DATA FOR THIS TASK:
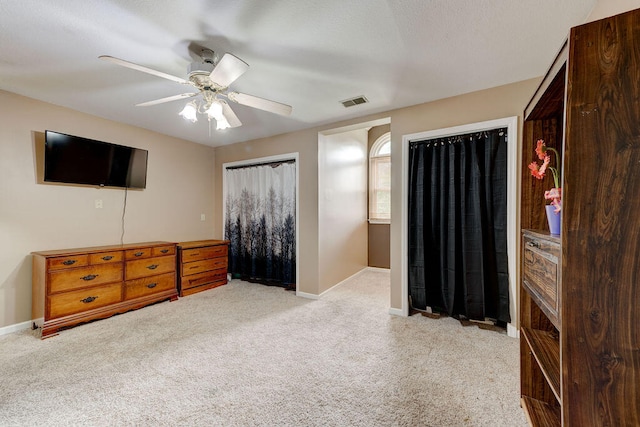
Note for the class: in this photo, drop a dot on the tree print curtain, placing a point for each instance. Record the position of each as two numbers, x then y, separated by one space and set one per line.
260 223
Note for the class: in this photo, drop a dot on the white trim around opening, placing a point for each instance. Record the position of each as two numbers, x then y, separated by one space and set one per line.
511 123
269 159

TASK DIRECTIONS: Switch "drop a dot" to "place a mark" everywhere in the rows above, and write them out again with nothing else changed. Leave the pictures out.

SOLUTION TO THIS PROBLEM:
Note for the class: in this photo, place a mark on the tree print curtain, placing a point for each instance. Record the position of each as two numbers, x then y, separated by one space and set one per line.
260 223
Note for the class: in this photo, place a mark on the white trim around opening, placing a point for each instance. Record the position of each as two numbers, x then y, separated by one space and set one per line.
511 123
269 159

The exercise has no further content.